What to work on – Report how many lines in the material below contain the string "located". Case counts, so give only the number.

*** Source data ***

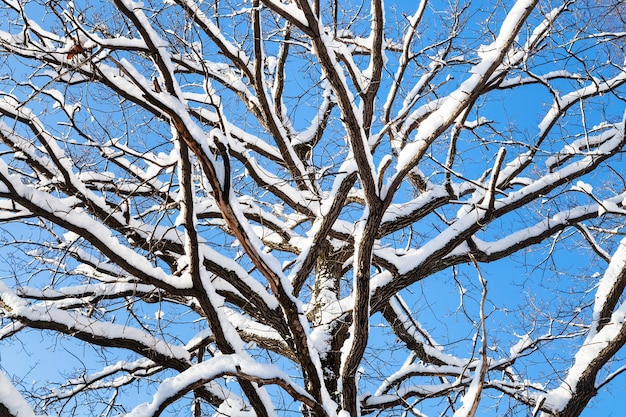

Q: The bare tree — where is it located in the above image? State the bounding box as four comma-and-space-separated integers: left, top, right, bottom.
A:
0, 0, 626, 417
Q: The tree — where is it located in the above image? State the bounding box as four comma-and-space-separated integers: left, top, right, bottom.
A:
0, 0, 626, 417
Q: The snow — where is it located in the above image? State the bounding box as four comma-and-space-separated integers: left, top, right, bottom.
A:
396, 0, 536, 173
545, 239, 626, 411
0, 281, 189, 361
126, 355, 310, 417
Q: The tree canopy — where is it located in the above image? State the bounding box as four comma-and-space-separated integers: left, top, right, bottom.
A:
0, 0, 626, 417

***

Answer in full – 4